Task instructions
Please find every line in the entries below that contains the string "hoodie", and copy it.

(Referring expression pointing data)
┌──

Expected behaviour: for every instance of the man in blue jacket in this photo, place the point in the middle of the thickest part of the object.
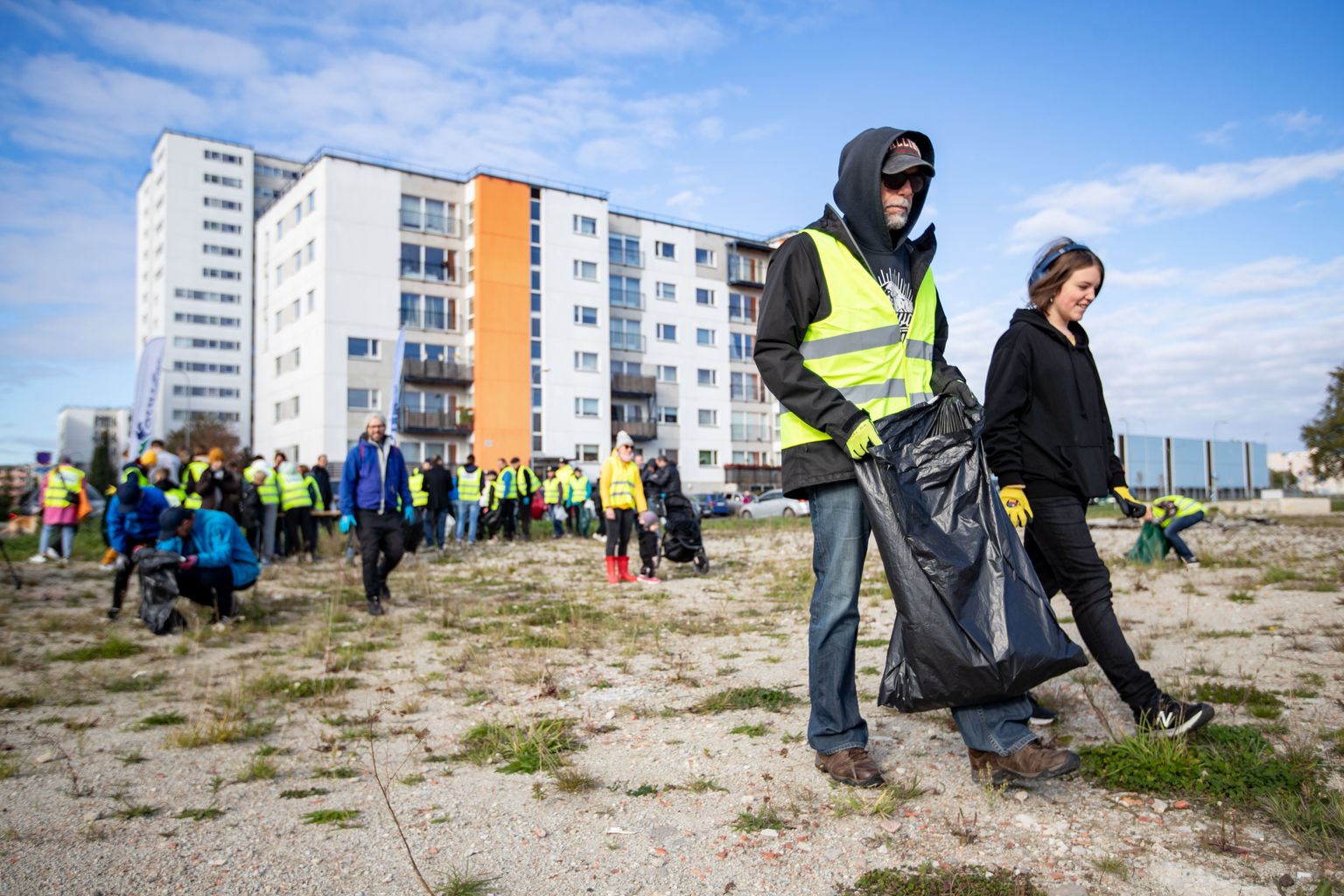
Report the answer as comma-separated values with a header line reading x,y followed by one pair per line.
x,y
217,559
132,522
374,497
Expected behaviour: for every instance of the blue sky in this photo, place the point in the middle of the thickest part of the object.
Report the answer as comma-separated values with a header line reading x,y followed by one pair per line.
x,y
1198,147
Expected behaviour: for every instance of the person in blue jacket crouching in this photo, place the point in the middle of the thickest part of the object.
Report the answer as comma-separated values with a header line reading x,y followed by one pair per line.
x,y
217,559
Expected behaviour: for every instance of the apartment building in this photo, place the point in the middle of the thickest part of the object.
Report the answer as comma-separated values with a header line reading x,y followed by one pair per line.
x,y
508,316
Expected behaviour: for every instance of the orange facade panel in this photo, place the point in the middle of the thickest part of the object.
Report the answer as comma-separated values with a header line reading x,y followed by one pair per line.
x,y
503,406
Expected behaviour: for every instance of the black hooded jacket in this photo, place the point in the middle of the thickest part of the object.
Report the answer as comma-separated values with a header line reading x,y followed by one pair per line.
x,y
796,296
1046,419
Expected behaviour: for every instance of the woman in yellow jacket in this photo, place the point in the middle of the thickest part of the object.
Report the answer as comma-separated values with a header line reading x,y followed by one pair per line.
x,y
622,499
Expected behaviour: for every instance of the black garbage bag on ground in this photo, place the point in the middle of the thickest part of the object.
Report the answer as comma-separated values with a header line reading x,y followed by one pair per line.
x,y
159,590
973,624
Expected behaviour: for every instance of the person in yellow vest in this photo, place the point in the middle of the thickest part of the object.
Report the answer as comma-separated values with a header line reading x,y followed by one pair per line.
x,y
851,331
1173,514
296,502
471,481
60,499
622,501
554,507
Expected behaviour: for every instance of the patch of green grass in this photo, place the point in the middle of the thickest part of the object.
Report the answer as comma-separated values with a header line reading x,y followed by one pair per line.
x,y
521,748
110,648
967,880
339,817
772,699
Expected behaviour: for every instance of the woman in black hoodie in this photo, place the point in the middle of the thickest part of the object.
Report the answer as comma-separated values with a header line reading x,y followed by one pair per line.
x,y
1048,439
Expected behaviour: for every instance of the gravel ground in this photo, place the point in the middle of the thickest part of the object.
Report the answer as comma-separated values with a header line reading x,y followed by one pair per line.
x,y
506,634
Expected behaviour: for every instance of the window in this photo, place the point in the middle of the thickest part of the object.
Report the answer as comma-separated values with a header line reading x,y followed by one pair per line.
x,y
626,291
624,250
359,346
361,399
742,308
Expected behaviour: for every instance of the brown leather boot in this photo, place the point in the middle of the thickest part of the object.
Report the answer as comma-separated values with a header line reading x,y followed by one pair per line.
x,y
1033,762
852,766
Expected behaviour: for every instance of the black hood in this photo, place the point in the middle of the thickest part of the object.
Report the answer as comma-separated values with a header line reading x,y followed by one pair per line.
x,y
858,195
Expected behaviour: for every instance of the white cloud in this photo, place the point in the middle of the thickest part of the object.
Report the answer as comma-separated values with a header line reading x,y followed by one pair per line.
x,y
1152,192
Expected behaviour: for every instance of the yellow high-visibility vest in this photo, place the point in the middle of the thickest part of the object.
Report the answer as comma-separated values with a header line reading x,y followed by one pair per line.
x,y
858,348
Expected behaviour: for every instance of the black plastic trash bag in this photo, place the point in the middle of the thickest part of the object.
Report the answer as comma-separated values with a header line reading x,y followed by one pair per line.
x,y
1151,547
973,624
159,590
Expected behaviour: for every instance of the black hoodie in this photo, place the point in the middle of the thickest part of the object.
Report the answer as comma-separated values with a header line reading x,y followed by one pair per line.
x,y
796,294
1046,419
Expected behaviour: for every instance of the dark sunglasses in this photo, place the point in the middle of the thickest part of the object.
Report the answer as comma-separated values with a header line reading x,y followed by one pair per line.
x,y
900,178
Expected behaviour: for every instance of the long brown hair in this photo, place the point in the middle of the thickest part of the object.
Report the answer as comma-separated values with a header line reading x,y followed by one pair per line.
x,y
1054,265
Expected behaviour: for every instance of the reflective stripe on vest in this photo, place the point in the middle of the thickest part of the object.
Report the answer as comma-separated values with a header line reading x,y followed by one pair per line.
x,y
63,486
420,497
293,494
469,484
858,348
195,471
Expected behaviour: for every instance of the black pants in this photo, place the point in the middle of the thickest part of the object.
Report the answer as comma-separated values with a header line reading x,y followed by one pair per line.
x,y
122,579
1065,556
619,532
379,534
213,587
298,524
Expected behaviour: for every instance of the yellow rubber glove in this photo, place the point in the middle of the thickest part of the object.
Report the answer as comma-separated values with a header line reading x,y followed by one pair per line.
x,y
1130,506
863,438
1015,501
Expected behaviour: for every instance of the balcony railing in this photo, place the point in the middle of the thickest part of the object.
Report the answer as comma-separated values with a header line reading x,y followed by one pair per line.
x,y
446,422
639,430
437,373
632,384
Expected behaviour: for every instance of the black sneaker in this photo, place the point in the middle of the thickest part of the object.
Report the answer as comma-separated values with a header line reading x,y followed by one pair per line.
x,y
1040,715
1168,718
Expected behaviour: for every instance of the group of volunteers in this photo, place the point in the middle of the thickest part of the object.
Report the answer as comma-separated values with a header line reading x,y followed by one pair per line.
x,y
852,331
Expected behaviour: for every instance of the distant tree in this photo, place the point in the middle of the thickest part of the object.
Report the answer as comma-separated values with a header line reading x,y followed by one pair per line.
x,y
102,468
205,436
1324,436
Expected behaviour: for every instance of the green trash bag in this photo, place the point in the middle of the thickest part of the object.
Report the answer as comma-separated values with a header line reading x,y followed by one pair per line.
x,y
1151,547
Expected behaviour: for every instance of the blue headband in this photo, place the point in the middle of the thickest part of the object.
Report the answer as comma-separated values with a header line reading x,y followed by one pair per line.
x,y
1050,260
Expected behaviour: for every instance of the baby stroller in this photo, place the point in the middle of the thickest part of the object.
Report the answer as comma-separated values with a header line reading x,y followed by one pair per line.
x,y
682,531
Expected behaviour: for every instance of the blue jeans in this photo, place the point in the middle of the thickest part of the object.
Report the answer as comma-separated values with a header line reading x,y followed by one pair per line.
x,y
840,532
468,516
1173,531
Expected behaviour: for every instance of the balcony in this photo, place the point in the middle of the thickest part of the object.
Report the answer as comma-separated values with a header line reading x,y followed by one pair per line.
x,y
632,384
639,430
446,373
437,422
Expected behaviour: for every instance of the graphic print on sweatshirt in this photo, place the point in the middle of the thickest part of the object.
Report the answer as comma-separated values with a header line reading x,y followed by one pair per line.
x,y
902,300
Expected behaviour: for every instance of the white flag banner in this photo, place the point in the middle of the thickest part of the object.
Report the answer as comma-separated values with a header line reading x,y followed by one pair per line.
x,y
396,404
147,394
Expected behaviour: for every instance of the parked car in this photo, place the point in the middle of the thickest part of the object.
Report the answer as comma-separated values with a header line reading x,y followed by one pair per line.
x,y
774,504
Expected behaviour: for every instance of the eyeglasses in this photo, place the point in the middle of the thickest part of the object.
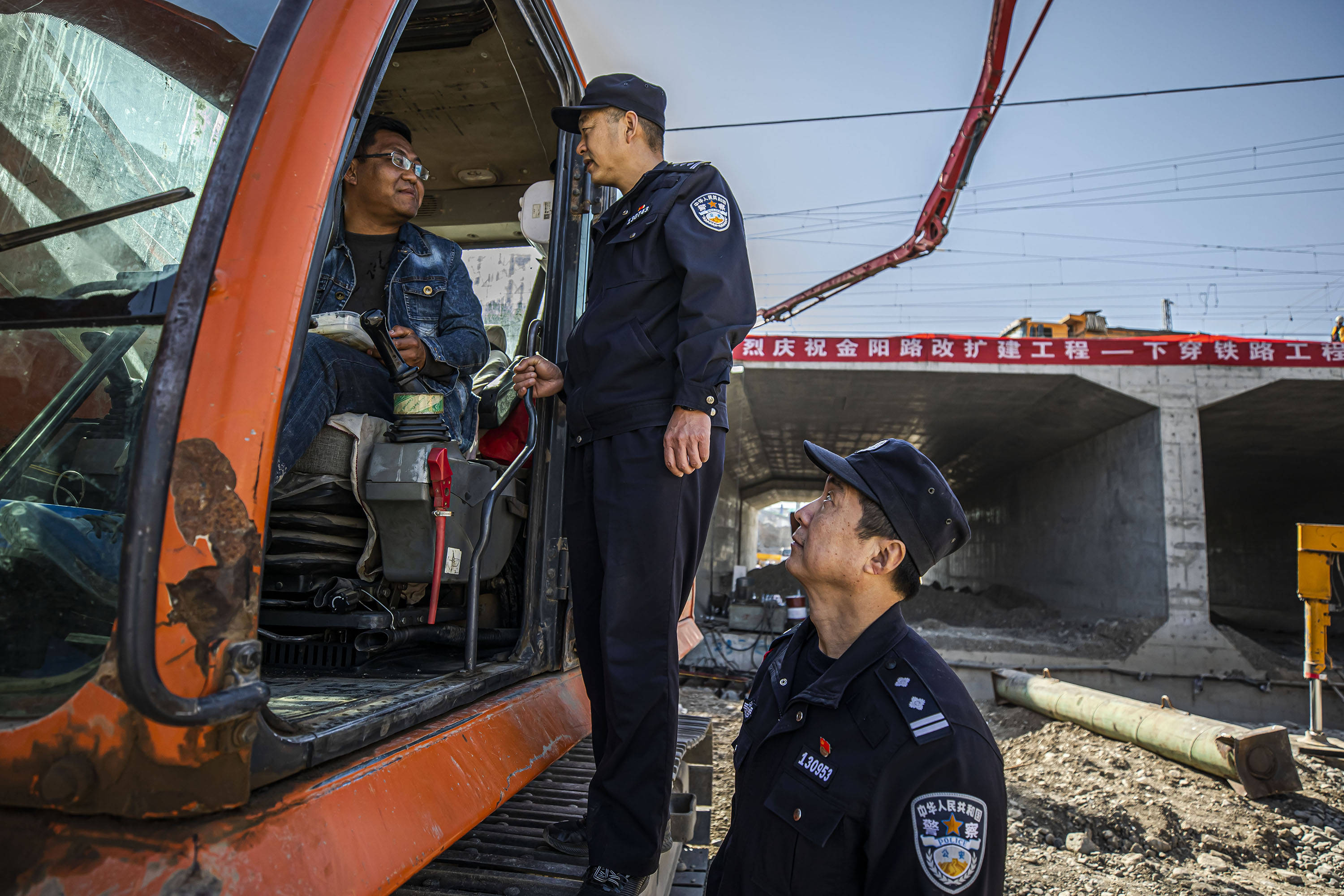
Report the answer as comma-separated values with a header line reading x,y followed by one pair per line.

└──

Solved exercise
Expected behaviour: for every instance of the woman in black hoodie in this photo, place the point in the middle of the thickest part of the object.
Expected behaviour: for every instance of the black hoodie in this photo, place the point in the middle of the thickest part of the object.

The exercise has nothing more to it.